>>>>
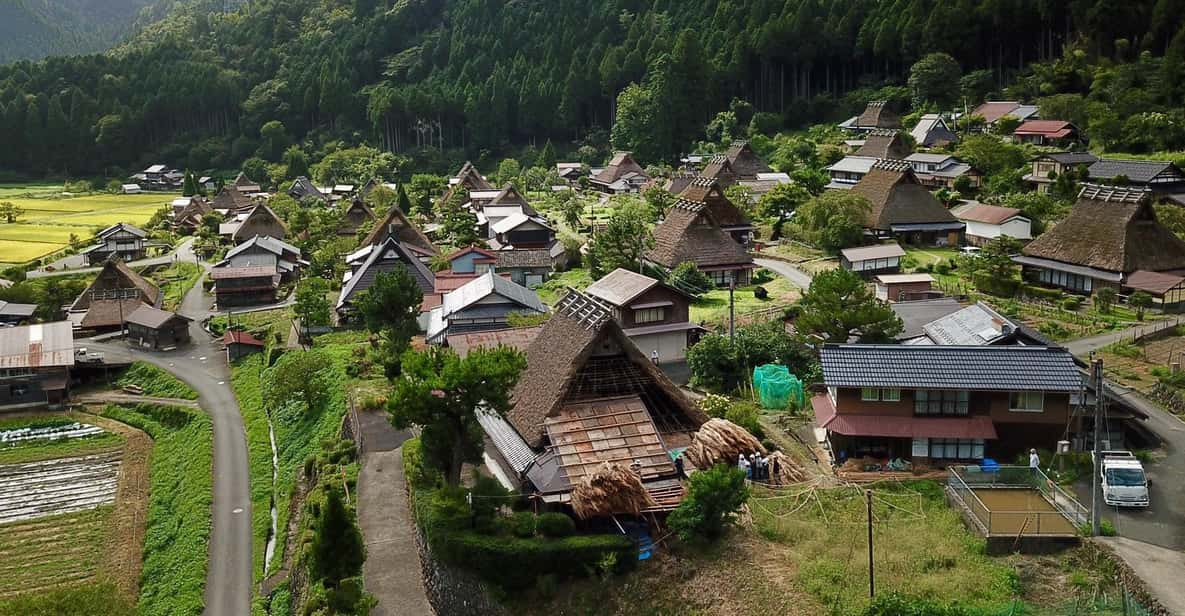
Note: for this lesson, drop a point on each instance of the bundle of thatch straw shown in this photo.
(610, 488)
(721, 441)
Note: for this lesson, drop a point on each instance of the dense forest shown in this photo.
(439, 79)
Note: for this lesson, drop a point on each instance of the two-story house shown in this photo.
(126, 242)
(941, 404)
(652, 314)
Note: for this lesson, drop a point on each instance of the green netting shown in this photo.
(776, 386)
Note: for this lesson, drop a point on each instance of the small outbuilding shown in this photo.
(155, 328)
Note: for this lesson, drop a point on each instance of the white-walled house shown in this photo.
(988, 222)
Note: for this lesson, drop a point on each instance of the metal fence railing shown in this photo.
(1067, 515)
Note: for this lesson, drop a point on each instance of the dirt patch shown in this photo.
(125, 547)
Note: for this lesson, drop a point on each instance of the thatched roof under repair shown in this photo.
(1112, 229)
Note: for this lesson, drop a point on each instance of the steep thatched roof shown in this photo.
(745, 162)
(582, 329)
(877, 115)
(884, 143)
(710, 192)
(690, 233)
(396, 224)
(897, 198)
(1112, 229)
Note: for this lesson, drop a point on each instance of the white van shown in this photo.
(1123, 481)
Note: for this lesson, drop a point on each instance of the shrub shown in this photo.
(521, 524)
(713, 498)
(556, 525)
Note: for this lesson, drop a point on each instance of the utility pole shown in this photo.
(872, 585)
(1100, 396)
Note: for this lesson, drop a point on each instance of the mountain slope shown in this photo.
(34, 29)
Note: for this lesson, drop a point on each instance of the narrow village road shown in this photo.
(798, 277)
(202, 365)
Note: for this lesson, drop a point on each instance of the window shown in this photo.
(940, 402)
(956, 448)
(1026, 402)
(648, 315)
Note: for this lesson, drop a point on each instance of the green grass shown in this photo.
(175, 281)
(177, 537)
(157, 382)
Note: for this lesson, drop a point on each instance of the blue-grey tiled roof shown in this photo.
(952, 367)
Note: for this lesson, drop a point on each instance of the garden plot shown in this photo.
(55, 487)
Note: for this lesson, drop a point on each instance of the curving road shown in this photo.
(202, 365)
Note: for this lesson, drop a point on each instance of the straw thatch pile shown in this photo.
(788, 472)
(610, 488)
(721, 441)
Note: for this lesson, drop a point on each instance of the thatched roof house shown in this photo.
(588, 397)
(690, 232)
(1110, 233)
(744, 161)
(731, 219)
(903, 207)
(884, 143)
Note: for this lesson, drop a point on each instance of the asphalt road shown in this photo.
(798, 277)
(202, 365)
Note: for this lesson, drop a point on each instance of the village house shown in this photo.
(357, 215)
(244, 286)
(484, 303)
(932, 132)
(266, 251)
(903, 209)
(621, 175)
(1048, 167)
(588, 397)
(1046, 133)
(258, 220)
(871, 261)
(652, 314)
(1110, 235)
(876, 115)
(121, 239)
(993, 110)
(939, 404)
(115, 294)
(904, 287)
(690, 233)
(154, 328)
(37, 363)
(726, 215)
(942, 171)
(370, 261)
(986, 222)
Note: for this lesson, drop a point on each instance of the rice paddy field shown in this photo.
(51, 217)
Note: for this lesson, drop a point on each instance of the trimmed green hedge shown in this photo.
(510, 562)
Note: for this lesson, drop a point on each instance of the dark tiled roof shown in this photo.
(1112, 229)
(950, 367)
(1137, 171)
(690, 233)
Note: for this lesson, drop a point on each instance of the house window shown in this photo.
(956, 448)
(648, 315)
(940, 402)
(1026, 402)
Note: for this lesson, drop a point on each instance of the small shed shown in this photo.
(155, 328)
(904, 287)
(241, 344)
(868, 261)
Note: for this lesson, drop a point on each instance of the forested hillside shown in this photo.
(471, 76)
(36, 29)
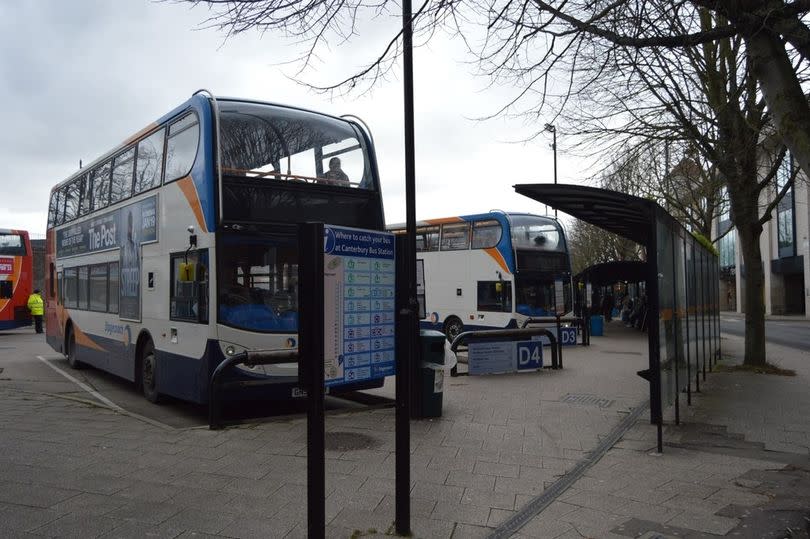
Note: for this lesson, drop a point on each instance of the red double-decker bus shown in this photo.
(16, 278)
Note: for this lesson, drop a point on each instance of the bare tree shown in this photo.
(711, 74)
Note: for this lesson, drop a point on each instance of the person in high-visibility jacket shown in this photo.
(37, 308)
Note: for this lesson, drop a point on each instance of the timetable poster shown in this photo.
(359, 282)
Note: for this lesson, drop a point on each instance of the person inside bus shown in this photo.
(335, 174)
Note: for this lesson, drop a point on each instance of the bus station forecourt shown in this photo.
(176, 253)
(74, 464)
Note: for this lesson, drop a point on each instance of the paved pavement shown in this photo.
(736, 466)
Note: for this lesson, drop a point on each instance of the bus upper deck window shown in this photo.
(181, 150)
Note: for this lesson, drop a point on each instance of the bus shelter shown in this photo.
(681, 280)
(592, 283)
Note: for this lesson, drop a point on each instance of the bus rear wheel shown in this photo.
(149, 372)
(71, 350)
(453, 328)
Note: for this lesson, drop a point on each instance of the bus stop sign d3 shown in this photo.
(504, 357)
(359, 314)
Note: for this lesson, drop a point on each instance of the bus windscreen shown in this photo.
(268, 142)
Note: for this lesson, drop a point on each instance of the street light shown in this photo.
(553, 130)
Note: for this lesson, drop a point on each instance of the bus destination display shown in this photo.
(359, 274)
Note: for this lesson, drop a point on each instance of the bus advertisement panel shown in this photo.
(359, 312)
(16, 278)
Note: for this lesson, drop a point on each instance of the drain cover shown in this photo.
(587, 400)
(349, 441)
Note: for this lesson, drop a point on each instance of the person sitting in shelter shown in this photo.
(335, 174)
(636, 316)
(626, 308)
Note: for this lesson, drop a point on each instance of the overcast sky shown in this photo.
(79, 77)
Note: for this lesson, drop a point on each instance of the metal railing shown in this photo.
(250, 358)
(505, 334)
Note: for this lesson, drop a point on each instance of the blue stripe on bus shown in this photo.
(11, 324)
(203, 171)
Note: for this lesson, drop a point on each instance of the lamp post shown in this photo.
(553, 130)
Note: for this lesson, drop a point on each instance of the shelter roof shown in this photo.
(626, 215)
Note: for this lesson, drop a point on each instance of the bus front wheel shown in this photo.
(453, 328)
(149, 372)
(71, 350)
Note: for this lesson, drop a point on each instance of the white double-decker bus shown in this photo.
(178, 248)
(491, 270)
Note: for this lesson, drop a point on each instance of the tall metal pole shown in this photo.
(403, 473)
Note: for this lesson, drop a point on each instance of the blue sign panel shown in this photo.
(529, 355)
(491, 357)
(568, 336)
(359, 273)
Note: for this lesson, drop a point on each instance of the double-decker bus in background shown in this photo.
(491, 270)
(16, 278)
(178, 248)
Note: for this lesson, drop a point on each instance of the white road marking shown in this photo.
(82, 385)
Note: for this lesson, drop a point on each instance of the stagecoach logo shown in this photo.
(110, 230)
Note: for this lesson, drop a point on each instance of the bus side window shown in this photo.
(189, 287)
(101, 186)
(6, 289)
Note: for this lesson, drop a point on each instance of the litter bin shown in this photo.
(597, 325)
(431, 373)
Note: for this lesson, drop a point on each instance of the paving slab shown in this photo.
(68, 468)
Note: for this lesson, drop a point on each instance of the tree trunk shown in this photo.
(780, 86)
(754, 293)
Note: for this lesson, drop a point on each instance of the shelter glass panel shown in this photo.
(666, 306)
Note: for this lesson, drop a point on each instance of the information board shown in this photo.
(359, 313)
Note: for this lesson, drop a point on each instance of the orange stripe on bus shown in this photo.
<<<<
WORK TO COMPLETE »
Each entry shown above must be quoted exactly, with its pictures left out.

RESULT OF THE TASK »
Note: for this lesson, drop a point on each instance of the bundle of thatch straw shown in this photo.
(610, 488)
(721, 441)
Note: for this lesson, drop a point on each instance of the dense forest shown in this photo.
(439, 79)
Note: for this lesson, drop a point on each instance of the two-story house shown in this photo.
(126, 242)
(941, 404)
(652, 314)
Note: for this lesson, drop a point on each instance of the green netting shown in this photo.
(776, 386)
Note: for this lesson, drop a point on each instance of the small outbuilding shown in this photo.
(155, 328)
Note: for this lesson, drop a point on each instance of the white-walled house shown in this photo.
(988, 222)
Note: for this lesson, drop a point on each instance of the metal fence railing shown in this photo.
(1067, 515)
Note: for this lesson, drop a point on each instance of the dirt patch shown in this photo.
(125, 547)
Note: for this lesson, drop a point on each instance of the thatched roof under repair shown in this photo.
(1112, 229)
Note: for this lesson, drop a point on each instance of the steep thatched roof shown in this photo.
(745, 162)
(582, 329)
(877, 115)
(884, 143)
(710, 192)
(690, 233)
(396, 224)
(897, 198)
(1112, 229)
Note: for this lesson, drop a point on each instance of the white van shown in this photo.
(1123, 481)
Note: for this lesson, drop a point on each instance of the shrub shown in this photo.
(521, 524)
(713, 498)
(556, 525)
Note: for this lesson, drop a point on each instance of the utility pole shown in this photo.
(872, 585)
(1100, 396)
Note: for this lesson, drop a point on each instance of the mountain slope shown in this photo.
(34, 29)
Note: for this lesson, drop a point on each instance of the narrow village road shown in this photo.
(798, 277)
(202, 365)
Note: for this lesson, drop a point on each instance of the window shown in this photo.
(940, 402)
(956, 448)
(1026, 402)
(648, 315)
Note: for this lesson, drop a point on each instance of the green grass shown in this photo.
(175, 281)
(177, 537)
(157, 382)
Note: for this lesson, drop a point on each instance of the blue-grey tiled roof shown in this photo.
(952, 367)
Note: for this lesson, drop a point on each instance of the garden plot shown in this photo.
(55, 487)
Note: for this lesson, drop a point on each instance of the curving road shown in this photo.
(202, 365)
Note: for this lesson, drop a point on each instance of the straw thatch pile shown in this photo.
(788, 472)
(610, 488)
(721, 441)
Note: for this lesson, drop a point on each instance of the thatched roof house shown in this photo.
(588, 397)
(690, 232)
(1110, 233)
(744, 161)
(731, 219)
(903, 207)
(884, 143)
Note: for this lesson, drop a point on each instance of the asphalt road shown in this photo.
(798, 277)
(202, 365)
Note: for this lesson, drop a point on each instance of the village house shown in this photo.
(357, 215)
(244, 286)
(484, 303)
(932, 132)
(266, 251)
(903, 209)
(621, 175)
(1048, 167)
(588, 397)
(1046, 133)
(258, 220)
(871, 261)
(652, 314)
(1110, 235)
(876, 115)
(121, 239)
(993, 110)
(939, 404)
(115, 294)
(904, 287)
(690, 233)
(154, 328)
(37, 363)
(726, 215)
(942, 171)
(370, 261)
(986, 222)
Note: for this lesson, drop a point on each instance of the rice paddy field shown in this photo.
(51, 217)
Note: for this lesson, drop a point on each instance of the trimmed green hedge shown in this photo.
(510, 562)
Note: for this lesson, drop a point on each instance of the dark tiled roof shown in this photo.
(1112, 229)
(950, 367)
(1137, 171)
(690, 233)
Note: for this lesson, drop a point on each instance of the house window shown in this photo.
(956, 448)
(648, 315)
(940, 402)
(1026, 402)
Note: for this lesson, drop a point on each instance of the small shed shown in this photo.
(155, 328)
(904, 287)
(241, 344)
(868, 261)
Note: for this lesson, drop a point on each instance of the forested hillside shown in this photo.
(471, 76)
(36, 29)
Note: for this lesson, drop a point on each instance of the red double-decker bus shown in this photo.
(16, 278)
Note: for this lesson, drop a point on each instance of the bare tree shown in this photo.
(711, 74)
Note: for this lesson, drop a point on each instance of the person in high-visibility jacket shown in this photo.
(37, 308)
Note: for this lesson, drop a point on each instance of the timetable poster shown in this photo.
(359, 282)
Note: for this lesson, drop a point on each instance of the person inside bus shown in this photo.
(335, 174)
Note: for this lesson, drop a point on each instance of the bus station forecourt shown in this photo.
(176, 253)
(74, 464)
Note: for this lesson, drop a point on each instance of the paved pavement shown in this photo.
(736, 466)
Note: for this lesson, drop a point on each instance of the bus upper deck window shown in this photo.
(181, 150)
Note: for this lesson, drop a point on each instance of the bus shelter shown in this photo.
(681, 280)
(592, 283)
Note: for this lesson, drop a point on each instance of the bus rear wheel shown in this photo.
(149, 372)
(71, 350)
(453, 328)
Note: for this lesson, drop a point on each instance of the bus stop sign d3 shown in this photo.
(504, 357)
(359, 314)
Note: for this lesson, drop a point on each instance of the bus windscreen shown in this photo.
(268, 142)
Note: for this lesson, drop a point on each instance of the street light shown in this photo.
(553, 130)
Note: for this lesson, drop a point on each instance of the bus destination display shown in this photo.
(359, 274)
Note: for this lesson, drop a point on each instance of the bus advertisement panel shown in this photo.
(359, 312)
(16, 278)
Note: for this lesson, drop a point on each instance of the drain cover shown in this photo.
(587, 400)
(349, 441)
Note: for this lesson, drop a point on each instance of the person sitting in shelter shown in this photo.
(335, 174)
(636, 316)
(626, 308)
Note: for this lesson, drop a point on each instance of the overcast sky shown in this photo.
(79, 77)
Note: for this lesson, drop a point on each instance of the metal railing shown in this photo.
(250, 358)
(505, 334)
Note: for this lesson, drop a point on each instance of the blue stripe on bus shown in this photo.
(11, 324)
(203, 171)
Note: for this lesson, drop a point on each instance of the lamp post shown in this photo.
(553, 130)
Note: for this lesson, drop a point on each instance of the shelter roof shown in this photo.
(626, 215)
Note: for this lesson, drop a point on each instance of the bus front wheel shown in this photo.
(453, 328)
(149, 372)
(71, 350)
Note: for this lesson, drop a point on each instance of the white double-decker bus shown in this photo.
(178, 248)
(491, 270)
Note: for this lesson, drop a point on each instance of the tall metal pole shown in this photo.
(403, 473)
Note: for this lesson, drop a point on each instance of the blue sign panel shown in this photo.
(529, 355)
(491, 357)
(568, 336)
(359, 273)
Note: for this lesson, drop a point on each instance of the double-decker bus in background shown in this photo.
(491, 270)
(16, 278)
(178, 248)
Note: for this lesson, drop a point on each instance of the white road marking shown in this photo.
(82, 385)
Note: for this lesson, drop a point on each instance of the stagecoach logo shown in this photo.
(110, 230)
Note: for this lesson, drop a point on each instance of the bus side window shown in this photo.
(189, 287)
(101, 186)
(6, 289)
Note: for this lesson, drop a point on each instance of the litter bin shown in this photo.
(597, 325)
(431, 373)
Note: for this lesson, drop a point on each instance of the paving slab shown in this photo.
(68, 468)
Note: for this lesson, drop a point on each instance of the tree trunk shown in this photo.
(780, 86)
(754, 293)
Note: for this lesson, drop a point on each instance of the shelter glass panel shown in this photo.
(666, 306)
Note: for this lesson, drop a point on each instance of the information board shown in this photo.
(359, 313)
Note: for this lesson, drop a point on each instance of the orange stripe on bus shown in this photo.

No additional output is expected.